- [SHORT PROBLEM]
Could you extract every entry below and reproduce it exactly?

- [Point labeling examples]
• • •

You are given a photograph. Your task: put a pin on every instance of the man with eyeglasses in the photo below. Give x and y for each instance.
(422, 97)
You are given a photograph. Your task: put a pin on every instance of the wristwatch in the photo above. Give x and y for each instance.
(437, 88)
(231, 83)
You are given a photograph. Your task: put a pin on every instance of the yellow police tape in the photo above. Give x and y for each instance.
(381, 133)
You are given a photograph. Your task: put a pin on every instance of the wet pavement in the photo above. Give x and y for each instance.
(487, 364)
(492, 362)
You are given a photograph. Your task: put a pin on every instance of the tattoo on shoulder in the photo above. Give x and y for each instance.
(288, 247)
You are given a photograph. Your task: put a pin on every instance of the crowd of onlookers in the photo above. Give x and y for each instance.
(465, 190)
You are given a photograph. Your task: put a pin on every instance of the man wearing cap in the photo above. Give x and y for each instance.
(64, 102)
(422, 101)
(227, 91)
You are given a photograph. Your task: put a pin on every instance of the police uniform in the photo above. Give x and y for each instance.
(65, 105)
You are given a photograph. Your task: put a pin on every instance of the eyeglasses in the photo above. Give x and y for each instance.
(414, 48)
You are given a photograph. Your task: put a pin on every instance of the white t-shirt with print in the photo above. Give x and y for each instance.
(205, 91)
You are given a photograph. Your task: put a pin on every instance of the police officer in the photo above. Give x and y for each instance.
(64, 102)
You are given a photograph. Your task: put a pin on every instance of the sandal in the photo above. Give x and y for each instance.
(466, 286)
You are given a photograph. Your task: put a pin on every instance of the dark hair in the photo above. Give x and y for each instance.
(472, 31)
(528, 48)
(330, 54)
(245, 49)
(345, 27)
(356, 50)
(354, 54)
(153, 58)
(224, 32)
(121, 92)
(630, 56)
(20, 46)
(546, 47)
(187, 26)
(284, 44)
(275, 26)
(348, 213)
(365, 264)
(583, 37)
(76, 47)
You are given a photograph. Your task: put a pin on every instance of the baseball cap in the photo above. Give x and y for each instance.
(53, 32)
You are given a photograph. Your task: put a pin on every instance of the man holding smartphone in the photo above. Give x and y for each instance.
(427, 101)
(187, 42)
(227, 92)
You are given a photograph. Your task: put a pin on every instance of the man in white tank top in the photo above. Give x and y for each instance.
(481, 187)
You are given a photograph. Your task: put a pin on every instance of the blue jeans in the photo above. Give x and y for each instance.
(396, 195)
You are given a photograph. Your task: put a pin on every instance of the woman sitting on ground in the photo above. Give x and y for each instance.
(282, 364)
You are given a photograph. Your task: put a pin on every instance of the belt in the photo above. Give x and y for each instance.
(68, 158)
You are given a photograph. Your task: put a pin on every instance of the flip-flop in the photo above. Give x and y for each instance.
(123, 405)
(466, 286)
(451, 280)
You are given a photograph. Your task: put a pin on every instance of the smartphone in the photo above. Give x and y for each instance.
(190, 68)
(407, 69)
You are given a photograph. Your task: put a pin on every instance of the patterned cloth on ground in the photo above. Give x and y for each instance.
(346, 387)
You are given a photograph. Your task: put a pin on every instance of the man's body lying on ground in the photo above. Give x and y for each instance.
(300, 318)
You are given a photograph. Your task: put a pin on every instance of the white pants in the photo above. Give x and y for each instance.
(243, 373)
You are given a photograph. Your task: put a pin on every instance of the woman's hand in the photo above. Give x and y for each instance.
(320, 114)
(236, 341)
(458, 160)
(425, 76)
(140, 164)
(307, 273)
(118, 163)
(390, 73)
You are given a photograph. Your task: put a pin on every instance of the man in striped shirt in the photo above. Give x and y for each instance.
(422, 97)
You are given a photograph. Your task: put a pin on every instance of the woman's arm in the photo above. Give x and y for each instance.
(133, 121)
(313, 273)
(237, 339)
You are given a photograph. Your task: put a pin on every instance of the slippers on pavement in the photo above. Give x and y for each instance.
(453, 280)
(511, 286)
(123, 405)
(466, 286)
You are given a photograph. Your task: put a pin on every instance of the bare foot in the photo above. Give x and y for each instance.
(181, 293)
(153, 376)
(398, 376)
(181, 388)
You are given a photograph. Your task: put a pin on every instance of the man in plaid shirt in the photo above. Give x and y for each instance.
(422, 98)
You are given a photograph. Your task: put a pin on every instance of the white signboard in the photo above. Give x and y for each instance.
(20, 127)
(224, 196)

• • •

- [THE RESPONSE]
You are given a photograph. Your task: put a pin on every instance of the man with eyeglasses in the photo below. Give x and y for each instance.
(422, 97)
You are given a photograph. Your task: put a pin on every instance of the wristwatch in the photo above. Give x and y for each instance.
(437, 88)
(231, 83)
You are given a photograph. Your task: put a pin on every instance of the yellow police tape in the photo above. Give x and y for each instance.
(381, 133)
You are given a photograph. Your task: put a pin on every instance of the wet pavement in the photo above. Give x and y for each instance.
(487, 364)
(492, 362)
You are given a photograph. Your task: put a pin on every instance of the tattoo on shoulder in the photo above. Give x and y for each instance.
(288, 247)
You are given a photograph. Your task: put a pin on every instance of the crowd of onlookers in the photo above. Give x and y for each instance.
(465, 190)
You are given a photograph. Your task: put a pin on every instance of the man wearing cap in the photo above. Give x and y for each instance.
(64, 102)
(422, 101)
(227, 91)
You are given a photograph. Your task: put a pin on every instance of the police uniform in the photo above. Give x and y for each instance.
(65, 105)
You are given a photograph. Your task: put a pin on every instance of the eyeglasses in the photo above. Give x and y for each instance.
(414, 48)
You are given a photograph. Your task: put a pin on every instance of the white t-shirt with print in the photo above. Give x and y for each instance.
(205, 91)
You are given a photograph. Your task: put a pin on every instance of the police officer in the photo above. Give x and y for each instance.
(64, 102)
You are given a photograph. Your task: put a pin on every instance of the sandal in the photo above. Give x and y for each instance.
(466, 286)
You are given a photograph. Your task: put a pin on every instance of the dark hair in the photo above. Give x and y for each instance.
(472, 31)
(528, 48)
(330, 54)
(245, 49)
(345, 27)
(356, 50)
(354, 54)
(153, 58)
(224, 32)
(121, 92)
(630, 56)
(20, 46)
(546, 47)
(187, 26)
(284, 44)
(275, 26)
(348, 213)
(365, 264)
(583, 37)
(76, 47)
You are given a photograph. Your task: put a pin on every instance of the baseball cap in the photo above. Give x and y for each instance.
(53, 32)
You are given a photograph. Your task: put a pin on every instance of the man holding smartphone in the photo above. Give x and y for each instance.
(427, 101)
(187, 42)
(227, 92)
You are given a photograph. Your task: put a pin on every instance of the man in white tank top in the photo above. Give x and y for each instance.
(481, 187)
You are given a photograph. Your task: put a pin on every instance of the blue jeans in the photo above. Give x and y for each instance.
(396, 195)
You are given a photograph. Your task: put a pin on every instance of the woman sitting on ground in the photo above. Give x and y for each instance.
(282, 364)
You are given a photograph. Your task: put a pin on every instance of the belt in the photo above. Give x and y for each instance.
(68, 158)
You are given a photograph. Your task: put a pin on every instance of the flip-flop in the photo above. Give x and y for each instance.
(123, 405)
(466, 286)
(451, 280)
You are given a photograph. Your task: put a pin on every instance of the smartphone in the photo above. Give x and y for each instance.
(190, 68)
(407, 69)
You are given a photograph. Your task: put a pin on every instance of the patterned cloth on ground in the photo above. Give x and y for each instance.
(346, 387)
You are given a photograph. Your task: put a pin on every instance of the man's body lying on ground in the photo above. Give x and y for each instance.
(300, 318)
You are given a photograph. Your task: put a pin on every instance of the white pants in the photo above. Give x and y for each instance.
(243, 373)
You are given a photograph. Your task: put a pin on every instance of the woman's hand in the photo above. Give x and y for each instance.
(320, 114)
(236, 341)
(458, 160)
(425, 76)
(140, 164)
(307, 273)
(118, 163)
(390, 73)
You are given a photograph. Your task: put a pin on every instance of the man in striped shirt in the photo above. Give x and y for each instance.
(422, 97)
You are given a photograph. Your task: put a pin on every instance of the woman's arm in the photo above. Give x and y for each instance.
(133, 121)
(313, 273)
(237, 339)
You are given a photograph. Your task: put a pin on every instance of the slippers on pavement in the photo above. Give x and y for each instance.
(453, 280)
(511, 286)
(123, 405)
(466, 286)
You are given a photograph. Your task: put a pin on every instance of the bare foot in the photo above. Give x and y for each instance.
(181, 293)
(153, 376)
(398, 376)
(181, 388)
You are given a photograph. Your task: put a pin on every instance of the man in plaid shirt in the photo above. Give x and y for each instance.
(422, 98)
You are given a photograph. Your task: put a pin on every instance of the white signboard in the photo above. Give x and y for each instance.
(20, 127)
(224, 196)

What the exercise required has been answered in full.